Records to use:

Segment Open

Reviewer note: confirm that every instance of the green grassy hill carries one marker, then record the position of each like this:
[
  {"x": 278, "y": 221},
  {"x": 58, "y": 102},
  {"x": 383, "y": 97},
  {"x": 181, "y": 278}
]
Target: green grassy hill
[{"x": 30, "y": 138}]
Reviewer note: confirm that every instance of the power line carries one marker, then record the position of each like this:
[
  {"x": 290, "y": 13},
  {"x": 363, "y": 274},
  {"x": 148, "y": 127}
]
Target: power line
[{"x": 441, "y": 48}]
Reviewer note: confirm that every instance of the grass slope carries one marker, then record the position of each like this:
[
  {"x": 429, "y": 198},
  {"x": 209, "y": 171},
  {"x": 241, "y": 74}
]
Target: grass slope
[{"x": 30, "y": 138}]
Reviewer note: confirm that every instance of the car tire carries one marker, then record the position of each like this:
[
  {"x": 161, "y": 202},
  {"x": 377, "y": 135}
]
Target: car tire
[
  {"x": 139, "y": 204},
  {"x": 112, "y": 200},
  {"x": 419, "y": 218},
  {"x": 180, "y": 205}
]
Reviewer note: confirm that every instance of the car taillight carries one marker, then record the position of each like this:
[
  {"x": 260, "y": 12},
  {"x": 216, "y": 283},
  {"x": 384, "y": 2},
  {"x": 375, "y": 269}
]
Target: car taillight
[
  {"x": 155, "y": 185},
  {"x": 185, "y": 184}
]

Segment Closed
Segment Open

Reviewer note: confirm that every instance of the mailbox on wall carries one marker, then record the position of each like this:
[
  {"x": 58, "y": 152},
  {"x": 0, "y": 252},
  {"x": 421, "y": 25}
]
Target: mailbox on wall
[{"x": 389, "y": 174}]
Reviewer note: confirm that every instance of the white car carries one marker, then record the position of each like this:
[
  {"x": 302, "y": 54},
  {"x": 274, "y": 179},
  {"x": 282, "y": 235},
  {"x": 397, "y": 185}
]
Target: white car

Segment Closed

Would you show each line of the listing above that has the string "white"?

Reviewer note: confirm that every instance of the white car carries one marker, then record the position of each like this:
Target: white car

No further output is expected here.